TASK DETAILS:
From the entries below, extract every line that includes the word "Indicate".

Natural-language object grounding data:
======

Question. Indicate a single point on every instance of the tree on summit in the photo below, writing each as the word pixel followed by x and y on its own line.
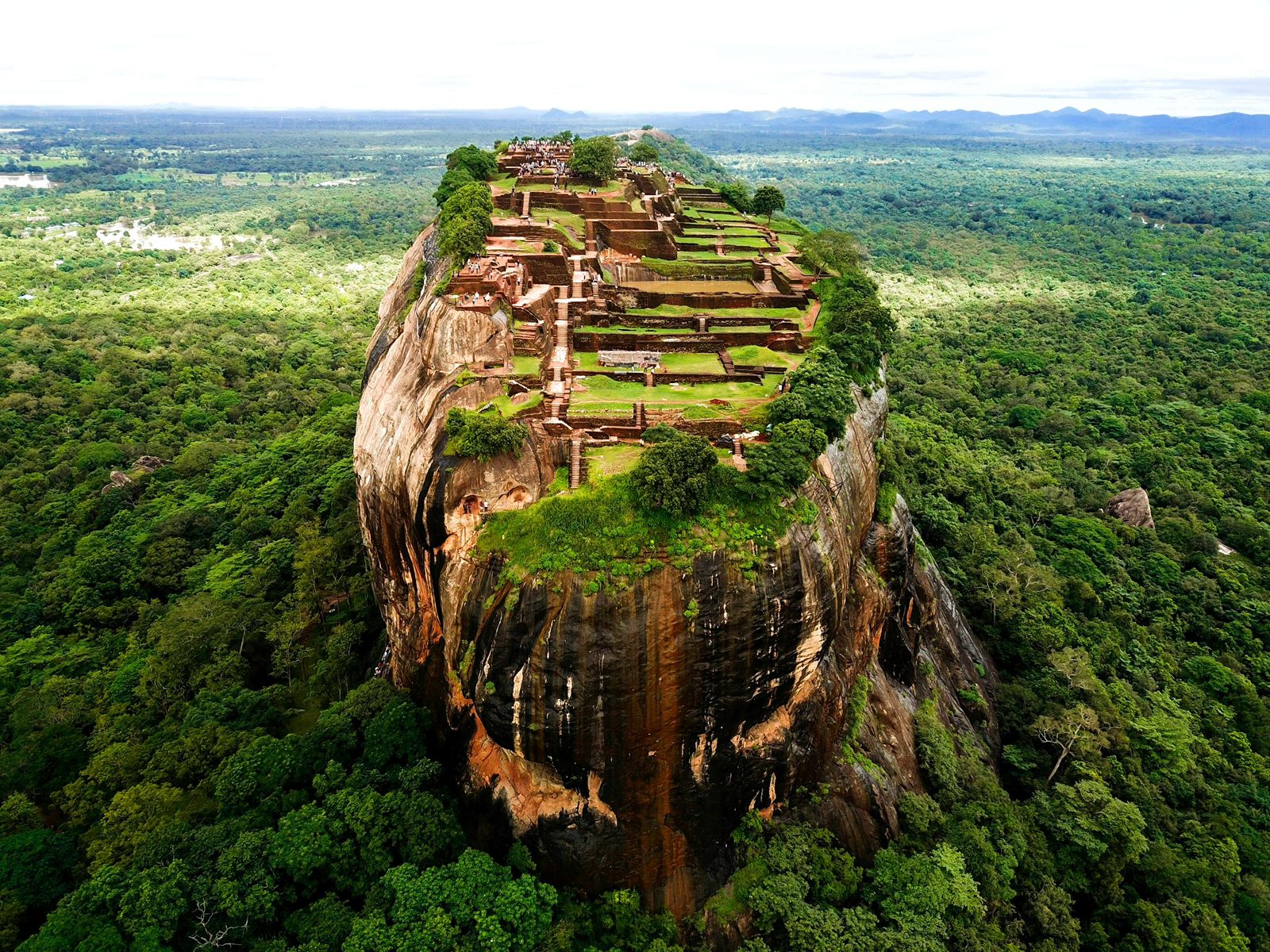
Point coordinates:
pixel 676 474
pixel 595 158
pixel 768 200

======

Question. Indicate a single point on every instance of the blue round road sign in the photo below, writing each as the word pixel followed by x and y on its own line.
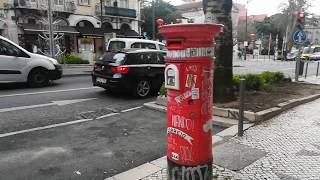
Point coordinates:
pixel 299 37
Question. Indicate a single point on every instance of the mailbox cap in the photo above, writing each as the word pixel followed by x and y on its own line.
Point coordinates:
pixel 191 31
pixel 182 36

======

ANSWER TO THIS EXERCISE:
Question. Indicate a single point on every instance of the tree on summit in the photo below, writing each as the word pixel followed by x and y on its own line.
Question. Indicate a single point on every instance of the blue round road sign in the photo below, writing each as the word pixel followed by x and y on its own line.
Question. Indicate a single point on every instance of the mailbox cap in the photo above, writing each as the word pixel followed by x and y on its own line.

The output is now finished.